> [Document excerpt]
Brass fanfares and responses lead the way through an opening Allegretto, based upon the “Birthday” piece in the composer’s 1945 piano suite, Children’s Notebook. The Presto main section of the work establishes a straightforward mood of celebration with a fabric of brisk martial patterns. A French horn solo initiates the songful middle section, that continues with the main theme in the strings. Touches of percussion hail the return of opening fanfares above a continuation of the lyric middle section melody. Building to a sonorous climax, the overture is capped by a blazing Presto coda.
Symphony No. 9, Opus 70
During the years of the Second World War, Shostakovich penned his Seventh and Eighth Symphonies; works echoing the tragedies and struggles of the Russian people in a wartime environment. At the conclusion of the conflict, it was expected that the composer’s next symphony would be a large, triumphant work celebrating victory and providing a massive capstone to a trilogy of “war symphonies.” Many were surprised upon the first hearing of the Symphony No. 9, with Eugene Mravinsky conducting the Leningrad Philharmonic Orchestra on November 3, 1945, for instead of ponderous Soviet jubilation, the work exuded a fresh, neo-classic atmosphere.
Shostakovich wrote the symphony during six summer weeks of his stay at a Composers’ Rest Home near Ivanovo (about 150 miles northeast of Moscow). Daniel Zhitomirsky, a music critic and author who was staying at the same home, recalled that Shostakovich worked without piano for about three hours every morning. Each evening, Shostakovich would play compositions of Haydn, Mozart and early Beethoven in piano four-hand versions with fellow composer Dimitri Kabalevsky. Zhitomirsky surmises that these evening semi-recreations influenced Shostakovich’s creative processes.
Cast in five movements, the last three performed without pause, the work begins with a Haydn-like movement of sly humor, before continuing with a lyric romance. The third movement is a swiftly ironic scherzo. Fourth is a brief intermezzo, featuring solo bassoon, that ultimately links to the broad humor of an Allegretto finale.
Michail Ivanovitch Glinka (1803-1857)

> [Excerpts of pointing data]
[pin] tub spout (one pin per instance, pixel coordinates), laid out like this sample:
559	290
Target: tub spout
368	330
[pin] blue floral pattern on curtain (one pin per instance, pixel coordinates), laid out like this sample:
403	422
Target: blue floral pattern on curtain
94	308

> [Written request 1]
Write out the passage of the Shostakovich program notes from "Symphony No. 9, Opus" to "fresh, neo-classic atmosphere.".
> [Written request 2]
Translate into Spanish this sentence from the Shostakovich program notes: "The third movement is a swiftly ironic scherzo."
> [Written request 3]
Decide whether each statement agrees with the Shostakovich program notes. For each, answer yes or no and quote the words that settle it. (a) Shostakovich worked at the piano for about three hours every morning. (b) The first hearing of the Symphony No. 9 had Eugene Mravinsky conducting the Leningrad Philharmonic Orchestra. (c) The fourth movement of the symphony features a solo French horn.

> [Task output 1]
Symphony No. 9, Opus 70
During the years of the Second World War, Shostakovich penned his Seventh and Eighth Symphonies; works echoing the tragedies and struggles of the Russian people in a wartime environment. At the conclusion of the conflict, it was expected that the composer’s next symphony would be a large, triumphant work celebrating victory and providing a massive capstone to a trilogy of “war symphonies.” Many were surprised upon the first hearing of the Symphony No. 9, with Eugene Mravinsky conducting the Leningrad Philharmonic Orchestra on November 3, 1945, for instead of ponderous Soviet jubilation, the work exuded a fresh, neo-classic atmosphere.

> [Task output 2]
El tercer movimiento es un scherzo velozmente irónico.

> [Task output 3]
(a) No: "Shostakovich worked without piano for about three hours every morning"
(b) Yes: "with Eugene Mravinsky conducting the Leningrad Philharmonic Orchestra on November 3, 1945"
(c) No: "Fourth is a brief intermezzo, featuring solo bassoon"